Sobre cultura, arte e a Anitta

Publicado: 21/04/2022 em Reflexões

ELIANE PINHEIRO

Estou buscando alguma energia aqui (parece que já estamos em julho, né, professoras?) pra entrar na discussão sobre o que é cultura, o que é arte, se Anitta atrapalha ou avança o feminismo.
Pra não incorrer em mal-entendidos, o ideal seria que eu escrevesse um texto mais longo que fosse dando conta de ir respondendo possíveis questionamentos do leitor ou da leitora. Mas meus planos hoje são fazer cuscuz, tricô e ler literatura não científica.
Então só queria levantar alguns pontos, tentando me orientar sempre pelas teorias que me alimentam:

  1. Tudo que os humanos produzem e duplicam para novas gerações é cultura. Algumas culturas são suplantadas no decorrer dos séculos, ou incorporadas à outras: dificilmente haverá cultura “pura”. Então Gretchen, Carla Peres, Valesca Popozuda e Anitta são sim, cultura.
  2. Algumas análises sobre Cultura a dividem em categorias para melhor compreendê-la: cultura de massas, cultura erudita, cultura popular, arte… A cultura de massas é apropriação do capital de expressões da cultura mudando algumas características de ruas raízes originais para torná-la mais consumível, “mais limpa”, mais mercadológica. Por isso, por mais “novidade” que seja um sucesso de filme, livro, música… vendidos em grande escala, é possível identificar um padrão de corpos, de danças, de linguagem, de enredo, de apelo à emocionalismo porque, uma vez que o objetivo é alcançar o lucro, a cultura de massa não pode desagradar o consumidor.

Exercício proposto 1:
Copie fielmente as linhas da listagem de dados abaixo, começando pela primeira e parando depois da linha que contém "column 949, row 645".

(Listagem de dados)
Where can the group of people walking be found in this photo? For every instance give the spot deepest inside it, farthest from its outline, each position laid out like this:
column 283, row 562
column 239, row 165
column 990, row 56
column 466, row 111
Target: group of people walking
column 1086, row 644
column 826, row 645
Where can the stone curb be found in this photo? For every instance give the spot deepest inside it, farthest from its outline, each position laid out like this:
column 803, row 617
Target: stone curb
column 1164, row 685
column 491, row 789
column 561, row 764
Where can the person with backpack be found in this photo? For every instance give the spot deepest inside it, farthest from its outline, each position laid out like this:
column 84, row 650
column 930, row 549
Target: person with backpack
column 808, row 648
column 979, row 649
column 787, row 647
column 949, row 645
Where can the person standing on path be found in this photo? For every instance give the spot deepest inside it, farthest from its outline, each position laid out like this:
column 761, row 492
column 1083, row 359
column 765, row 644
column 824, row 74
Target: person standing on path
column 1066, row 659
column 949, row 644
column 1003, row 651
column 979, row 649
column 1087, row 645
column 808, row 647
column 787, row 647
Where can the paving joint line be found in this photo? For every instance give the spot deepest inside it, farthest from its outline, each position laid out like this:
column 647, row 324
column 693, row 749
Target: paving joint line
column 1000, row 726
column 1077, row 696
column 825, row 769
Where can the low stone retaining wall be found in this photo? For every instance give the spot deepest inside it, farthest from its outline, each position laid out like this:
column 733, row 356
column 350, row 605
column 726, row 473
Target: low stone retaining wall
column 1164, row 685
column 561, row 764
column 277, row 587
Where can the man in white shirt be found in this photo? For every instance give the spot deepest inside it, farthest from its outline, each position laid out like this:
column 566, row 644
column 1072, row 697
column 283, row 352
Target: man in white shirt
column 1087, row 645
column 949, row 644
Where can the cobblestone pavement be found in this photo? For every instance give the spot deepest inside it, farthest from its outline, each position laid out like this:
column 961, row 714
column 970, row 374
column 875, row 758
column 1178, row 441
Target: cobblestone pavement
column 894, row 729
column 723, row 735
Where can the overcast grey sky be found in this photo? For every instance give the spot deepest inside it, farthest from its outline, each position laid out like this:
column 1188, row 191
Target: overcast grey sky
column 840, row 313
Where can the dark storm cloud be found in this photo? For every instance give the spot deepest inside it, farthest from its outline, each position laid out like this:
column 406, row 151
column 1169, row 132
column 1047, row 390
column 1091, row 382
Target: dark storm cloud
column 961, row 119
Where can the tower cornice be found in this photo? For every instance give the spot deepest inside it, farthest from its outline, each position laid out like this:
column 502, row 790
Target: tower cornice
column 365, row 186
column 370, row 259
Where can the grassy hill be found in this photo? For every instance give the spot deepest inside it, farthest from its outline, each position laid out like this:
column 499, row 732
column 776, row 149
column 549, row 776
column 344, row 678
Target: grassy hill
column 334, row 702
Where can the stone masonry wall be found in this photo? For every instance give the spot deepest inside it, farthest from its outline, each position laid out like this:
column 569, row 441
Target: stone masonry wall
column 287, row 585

Exercício proposto 2:
Transcreva integralmente, sem nenhuma alteração, o texto sobre cultura, arte e Anitta.

Resposta escrita 1:
Where can the group of people walking be found in this photo? For every instance give the spot deepest inside it, farthest from its outline, each position laid out like this:
column 283, row 562
column 239, row 165
column 990, row 56
column 466, row 111
Target: group of people walking
column 1086, row 644
column 826, row 645
Where can the stone curb be found in this photo? For every instance give the spot deepest inside it, farthest from its outline, each position laid out like this:
column 803, row 617
Target: stone curb
column 1164, row 685
column 491, row 789
column 561, row 764
Where can the person with backpack be found in this photo? For every instance give the spot deepest inside it, farthest from its outline, each position laid out like this:
column 84, row 650
column 930, row 549
Target: person with backpack
column 808, row 648
column 979, row 649
column 787, row 647
column 949, row 645

Resposta escrita 2:
Sobre cultura, arte e a Anitta

Publicado: 21/04/2022 em Reflexões

ELIANE PINHEIRO

Estou buscando alguma energia aqui (parece que já estamos em julho, né, professoras?) pra entrar na discussão sobre o que é cultura, o que é arte, se Anitta atrapalha ou avança o feminismo.
Pra não incorrer em mal-entendidos, o ideal seria que eu escrevesse um texto mais longo que fosse dando conta de ir respondendo possíveis questionamentos do leitor ou da leitora. Mas meus planos hoje são fazer cuscuz, tricô e ler literatura não científica.
Então só queria levantar alguns pontos, tentando me orientar sempre pelas teorias que me alimentam:

  1. Tudo que os humanos produzem e duplicam para novas gerações é cultura. Algumas culturas são suplantadas no decorrer dos séculos, ou incorporadas à outras: dificilmente haverá cultura “pura”. Então Gretchen, Carla Peres, Valesca Popozuda e Anitta são sim, cultura.
  2. Algumas análises sobre Cultura a dividem em categorias para melhor compreendê-la: cultura de massas, cultura erudita, cultura popular, arte… A cultura de massas é apropriação do capital de expressões da cultura mudando algumas características de ruas raízes originais para torná-la mais consumível, “mais limpa”, mais mercadológica. Por isso, por mais “novidade” que seja um sucesso de filme, livro, música… vendidos em grande escala, é possível identificar um padrão de corpos, de danças, de linguagem, de enredo, de apelo à emocionalismo porque, uma vez que o objetivo é alcançar o lucro, a cultura de massa não pode desagradar o consumidor.